■ **Work instructions**
Repeat the records in full. No pictures belong in the copy.

Referring expression data:

○ ○ ○

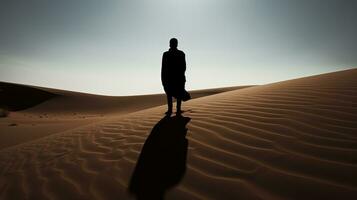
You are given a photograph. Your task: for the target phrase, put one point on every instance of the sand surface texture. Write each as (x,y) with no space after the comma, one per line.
(295,139)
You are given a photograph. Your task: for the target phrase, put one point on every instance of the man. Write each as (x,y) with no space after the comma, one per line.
(173,75)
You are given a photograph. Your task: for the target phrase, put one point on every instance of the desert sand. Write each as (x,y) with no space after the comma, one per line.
(295,139)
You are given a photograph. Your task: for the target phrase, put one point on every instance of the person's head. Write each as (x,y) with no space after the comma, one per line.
(173,43)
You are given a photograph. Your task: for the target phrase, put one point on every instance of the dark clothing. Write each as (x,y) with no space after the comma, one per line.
(173,73)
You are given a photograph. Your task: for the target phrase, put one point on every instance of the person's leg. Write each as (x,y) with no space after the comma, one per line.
(169,104)
(178,106)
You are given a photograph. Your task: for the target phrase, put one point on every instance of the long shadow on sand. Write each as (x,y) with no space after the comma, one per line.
(162,162)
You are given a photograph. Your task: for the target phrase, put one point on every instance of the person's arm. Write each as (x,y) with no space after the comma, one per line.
(164,69)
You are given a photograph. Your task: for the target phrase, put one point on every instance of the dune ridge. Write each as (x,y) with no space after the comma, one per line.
(289,140)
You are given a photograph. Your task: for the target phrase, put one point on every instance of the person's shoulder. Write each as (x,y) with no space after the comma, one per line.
(181,52)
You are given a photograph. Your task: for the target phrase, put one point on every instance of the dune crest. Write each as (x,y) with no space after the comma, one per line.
(289,140)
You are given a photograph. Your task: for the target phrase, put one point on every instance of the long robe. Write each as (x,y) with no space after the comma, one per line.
(173,72)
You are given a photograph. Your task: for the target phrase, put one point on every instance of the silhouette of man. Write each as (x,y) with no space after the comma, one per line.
(173,75)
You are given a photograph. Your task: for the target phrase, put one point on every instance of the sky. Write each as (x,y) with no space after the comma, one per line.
(114,47)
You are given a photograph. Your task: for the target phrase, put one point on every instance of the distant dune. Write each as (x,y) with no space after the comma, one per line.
(45,111)
(294,139)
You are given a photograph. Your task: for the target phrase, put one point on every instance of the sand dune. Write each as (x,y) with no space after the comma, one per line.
(289,140)
(44,111)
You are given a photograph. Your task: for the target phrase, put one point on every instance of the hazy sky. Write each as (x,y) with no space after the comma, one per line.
(114,47)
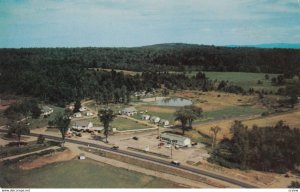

○ ○ ○

■ **Output for this task**
You are given a photograph. Your task: for the target phrase, put one point on every instance of the sand surface texture. Write each as (x,y) with no space after the comma, one per line.
(295,139)
You are given a photograph. Your task: for the target phrase, put one point on every instance of the man. Write each as (x,y) with no space after the comma, one per line.
(173,75)
You are given a photograph. Your task: for the target phrase, put one point on every instance of the desert sand. Write each as (x,y) with no space after the comma, one per line.
(295,139)
You are given a photograph. Your task: for the target phrase, put one point on every instance of the person's head. Write each as (x,y) with no space after the comma, one per line.
(173,43)
You are given a photograph. Your task: for the target phrase, put one point on every instance of the dark clothing. Write each as (x,y) with no space after the comma, one per line.
(173,73)
You are given a photograph. Your task: for the target phrase, put one point on every instance of the person's leg. Write each as (x,y) with no space after the comma, one per line.
(169,104)
(178,106)
You are given a photograph. Your task: for the target phrase, put one point on every instance of the long shadow on sand. Write each as (x,y) with no space after the comma, one per line.
(162,162)
You are given a photograph. Your task: for the target phrase, put one point on every instance of the person's arm. Write each as (x,y) with no space after the comma, one per line.
(164,69)
You are given a photograph. Your task: for the target phrase, put one point on every instance of the dune ridge. Write each as (x,y) with no space after the comma, one per line.
(289,140)
You are given a photograph. Your task: for the target phrase, put one point on every instance of the person's shoulder. Write each as (x,y) with no space after the comma, one per line.
(181,52)
You are given a photograph. Your task: for the target phrase, put one point on every instance of the dune crest. Write each as (x,y) with no space after the comma, one per line.
(289,140)
You are given a photograph. Your task: for the target phrase, put one point on every instance of the long robe. Write each as (x,y) with no space after the comma, one per line.
(173,72)
You are given a photograph. Your task: for the target phrase, put one point on every instance of the silhouette of man. Write each as (x,y) with no space after the comma, one per line.
(173,75)
You are given a photograph. Your task: for the target phrase, put one point on every instance of the sky. Write each as (x,y) with no space after the comma, one per line.
(114,47)
You are given a photograph. Your task: for the target phrase, put one point on every instance of the distant dune. Write each as (x,y) with no space after the comma, one per line.
(45,111)
(294,139)
You are given a photograph. Your task: for the target phrase, put one point on every instance of the sand dune. Write each as (x,y) with no space after the comma, one per line.
(289,140)
(44,111)
You are given a photograph. Your task: for the target phrase, put one point on every instance of the hazy sky. Write each as (x,y) with no space after the comma, one per line.
(114,47)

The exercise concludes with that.